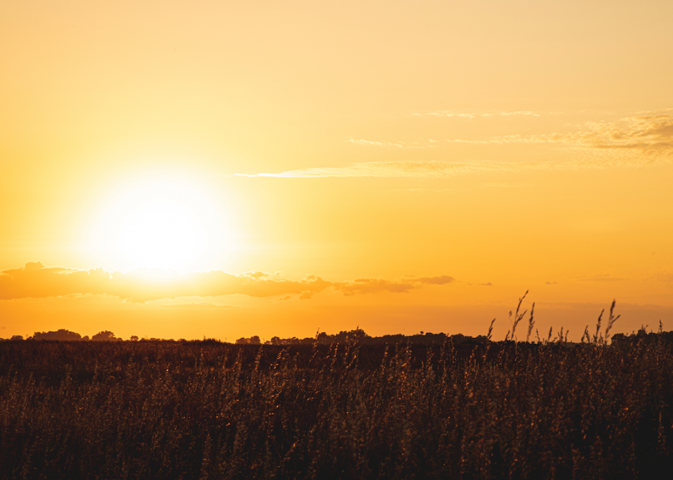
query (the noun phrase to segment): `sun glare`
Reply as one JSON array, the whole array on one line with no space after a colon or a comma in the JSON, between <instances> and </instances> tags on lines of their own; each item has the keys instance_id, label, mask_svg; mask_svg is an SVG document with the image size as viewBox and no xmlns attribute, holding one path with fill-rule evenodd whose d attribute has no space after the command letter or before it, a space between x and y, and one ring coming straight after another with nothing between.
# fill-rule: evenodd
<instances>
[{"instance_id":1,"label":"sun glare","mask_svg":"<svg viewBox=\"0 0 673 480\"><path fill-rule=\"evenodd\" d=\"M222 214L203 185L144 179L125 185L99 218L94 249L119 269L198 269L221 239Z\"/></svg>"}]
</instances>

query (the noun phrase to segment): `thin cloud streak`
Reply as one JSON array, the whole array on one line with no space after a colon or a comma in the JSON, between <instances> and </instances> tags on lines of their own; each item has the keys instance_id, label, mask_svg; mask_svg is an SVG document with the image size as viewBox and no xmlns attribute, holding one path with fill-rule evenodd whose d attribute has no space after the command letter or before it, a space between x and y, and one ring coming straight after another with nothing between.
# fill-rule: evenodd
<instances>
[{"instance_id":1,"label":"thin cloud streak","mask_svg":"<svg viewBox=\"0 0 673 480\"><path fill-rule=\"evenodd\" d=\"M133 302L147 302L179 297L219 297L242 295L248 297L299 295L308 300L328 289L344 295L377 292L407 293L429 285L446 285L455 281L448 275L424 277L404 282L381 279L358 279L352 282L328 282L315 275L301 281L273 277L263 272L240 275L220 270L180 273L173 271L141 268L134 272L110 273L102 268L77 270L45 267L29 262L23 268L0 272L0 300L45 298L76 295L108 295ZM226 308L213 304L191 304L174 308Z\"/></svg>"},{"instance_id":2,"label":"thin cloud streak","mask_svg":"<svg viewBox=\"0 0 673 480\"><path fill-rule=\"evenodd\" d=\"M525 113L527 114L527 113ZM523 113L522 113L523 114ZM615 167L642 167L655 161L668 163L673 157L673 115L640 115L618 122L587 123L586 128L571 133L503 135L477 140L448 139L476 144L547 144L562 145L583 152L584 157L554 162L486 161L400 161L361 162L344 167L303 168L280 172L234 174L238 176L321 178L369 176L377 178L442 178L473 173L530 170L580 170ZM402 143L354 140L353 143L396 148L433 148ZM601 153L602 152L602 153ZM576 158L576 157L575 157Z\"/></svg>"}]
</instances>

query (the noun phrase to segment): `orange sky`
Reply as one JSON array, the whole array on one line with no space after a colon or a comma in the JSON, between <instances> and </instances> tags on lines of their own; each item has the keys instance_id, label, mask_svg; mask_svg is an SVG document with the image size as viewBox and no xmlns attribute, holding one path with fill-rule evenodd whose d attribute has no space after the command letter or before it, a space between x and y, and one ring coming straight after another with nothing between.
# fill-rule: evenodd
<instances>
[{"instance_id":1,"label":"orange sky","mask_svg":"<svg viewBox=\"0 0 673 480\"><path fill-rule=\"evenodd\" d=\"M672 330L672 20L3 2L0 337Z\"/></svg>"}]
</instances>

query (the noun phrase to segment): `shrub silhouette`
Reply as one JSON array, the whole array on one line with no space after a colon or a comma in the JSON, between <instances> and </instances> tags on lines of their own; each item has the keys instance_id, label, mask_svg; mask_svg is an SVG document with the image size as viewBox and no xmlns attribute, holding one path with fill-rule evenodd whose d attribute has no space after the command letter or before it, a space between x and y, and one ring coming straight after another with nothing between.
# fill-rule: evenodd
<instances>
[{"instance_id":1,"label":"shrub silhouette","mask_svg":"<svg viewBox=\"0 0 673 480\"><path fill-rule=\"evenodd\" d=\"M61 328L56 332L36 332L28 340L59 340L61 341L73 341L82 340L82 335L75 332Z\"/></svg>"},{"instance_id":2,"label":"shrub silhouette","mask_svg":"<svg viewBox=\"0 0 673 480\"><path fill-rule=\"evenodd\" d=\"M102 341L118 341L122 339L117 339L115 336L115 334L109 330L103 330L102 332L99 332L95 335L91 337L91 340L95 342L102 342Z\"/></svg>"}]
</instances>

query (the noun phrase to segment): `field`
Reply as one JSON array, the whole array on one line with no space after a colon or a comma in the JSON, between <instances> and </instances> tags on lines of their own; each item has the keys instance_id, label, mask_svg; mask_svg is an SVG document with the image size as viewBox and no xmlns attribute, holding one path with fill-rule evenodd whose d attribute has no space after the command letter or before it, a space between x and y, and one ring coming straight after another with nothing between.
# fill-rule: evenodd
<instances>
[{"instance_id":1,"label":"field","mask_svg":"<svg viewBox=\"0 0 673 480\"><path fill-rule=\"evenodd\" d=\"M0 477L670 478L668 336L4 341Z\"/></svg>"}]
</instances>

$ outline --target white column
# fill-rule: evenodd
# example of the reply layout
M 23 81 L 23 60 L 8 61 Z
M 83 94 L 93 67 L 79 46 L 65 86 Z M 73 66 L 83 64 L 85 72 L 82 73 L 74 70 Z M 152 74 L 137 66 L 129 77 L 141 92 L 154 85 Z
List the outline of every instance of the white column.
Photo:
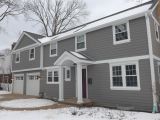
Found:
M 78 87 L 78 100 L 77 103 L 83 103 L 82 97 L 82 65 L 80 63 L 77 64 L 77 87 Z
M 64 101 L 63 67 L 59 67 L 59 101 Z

Given problem
Update everything in the listing from the line containing "--target white column" down to the end of the listing by changing "white column" to "stone pillar" and keeping all else the same. Omit the pictures from your answer.

Expected answer
$ outline --target stone pillar
# fill-rule: evenodd
# example of the reply layout
M 23 81 L 23 60 L 8 61 Z
M 83 94 L 93 67 L 79 46 L 65 86 Z M 73 66 L 83 64 L 85 72 L 82 73 L 74 70 Z M 152 74 L 137 66 L 129 77 L 141 92 L 154 85 Z
List the outline of every instance of the stone pillar.
Photo:
Found:
M 78 87 L 78 100 L 77 103 L 83 103 L 82 97 L 82 65 L 80 63 L 77 64 L 77 87 Z
M 64 101 L 63 67 L 59 67 L 59 101 Z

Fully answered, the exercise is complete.